## Task description
Return every line of the records below unchanged and in their original order.

Lines of data:
-- Start --
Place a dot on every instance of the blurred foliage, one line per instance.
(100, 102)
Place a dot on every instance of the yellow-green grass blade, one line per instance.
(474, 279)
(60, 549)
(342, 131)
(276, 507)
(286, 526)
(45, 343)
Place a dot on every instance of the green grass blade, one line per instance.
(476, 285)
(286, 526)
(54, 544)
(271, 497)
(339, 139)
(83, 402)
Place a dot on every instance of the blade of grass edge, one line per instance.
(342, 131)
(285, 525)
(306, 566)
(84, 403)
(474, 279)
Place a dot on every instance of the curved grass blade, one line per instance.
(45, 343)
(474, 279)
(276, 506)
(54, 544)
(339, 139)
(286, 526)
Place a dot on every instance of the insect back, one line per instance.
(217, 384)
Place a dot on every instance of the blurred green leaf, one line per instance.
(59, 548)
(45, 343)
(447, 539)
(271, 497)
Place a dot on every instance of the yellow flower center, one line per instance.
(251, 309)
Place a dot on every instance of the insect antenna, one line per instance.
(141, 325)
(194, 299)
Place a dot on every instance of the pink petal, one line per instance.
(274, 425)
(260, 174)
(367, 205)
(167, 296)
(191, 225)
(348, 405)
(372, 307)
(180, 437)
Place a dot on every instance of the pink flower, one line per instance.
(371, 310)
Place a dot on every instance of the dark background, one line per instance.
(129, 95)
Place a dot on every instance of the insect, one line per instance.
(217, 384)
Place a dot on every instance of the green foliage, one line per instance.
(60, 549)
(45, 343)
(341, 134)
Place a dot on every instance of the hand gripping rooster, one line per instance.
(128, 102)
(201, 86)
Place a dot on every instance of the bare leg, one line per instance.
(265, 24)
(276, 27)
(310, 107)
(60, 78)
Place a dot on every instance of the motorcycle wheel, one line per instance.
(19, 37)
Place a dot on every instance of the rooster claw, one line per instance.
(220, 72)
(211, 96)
-- End --
## Written solution
Place a dot on every instance of the blurred foliage, one line per instance.
(100, 102)
Place a dot on every instance of the yellow-green grass blade, one line per instance.
(474, 279)
(60, 549)
(342, 131)
(276, 507)
(286, 526)
(45, 343)
Place a dot on every instance of the green grass blade, one line per instance.
(476, 285)
(286, 526)
(54, 544)
(271, 497)
(339, 139)
(83, 402)
Place a dot on every instance of the blade of grass edge, one line per instance.
(342, 131)
(285, 525)
(306, 566)
(84, 403)
(474, 279)
Place a dot on every instance of the curved grass blade, one line per instance.
(45, 343)
(474, 279)
(276, 506)
(54, 544)
(339, 139)
(286, 526)
Place a dot on every instance of the insect back, one line per instance.
(217, 384)
Place a dot on every instance of the blurred green leaf, one line per instance.
(59, 548)
(45, 343)
(447, 539)
(271, 497)
Place a dot on every instance of the yellow flower center, one line per instance.
(251, 309)
Place a dot on every instance of the insect antenna, one line per instance.
(141, 325)
(194, 299)
Place a dot on every instance of the pink petal, one line per instance.
(274, 425)
(260, 174)
(367, 205)
(167, 296)
(191, 225)
(348, 405)
(372, 307)
(180, 437)
Place a dot on every instance of the pink flower, one line per instance.
(371, 310)
Place a dot on every instance of the dark background, one line per instance.
(129, 95)
Place a dot on every instance of the insect, one line per instance.
(217, 384)
Place a dot on every instance of the green foliage, one line per instance.
(60, 549)
(45, 343)
(341, 134)
Place a dot on every instance of the hand gripping rooster, one line per instance.
(128, 102)
(201, 86)
Place a dot on every instance of the bare leg, one line per instance.
(265, 24)
(276, 27)
(310, 107)
(60, 78)
Place a dot on every instance of the motorcycle wheel, one line per instance.
(19, 37)
Place a dot on every instance of the rooster claw, one line per instance.
(220, 72)
(211, 96)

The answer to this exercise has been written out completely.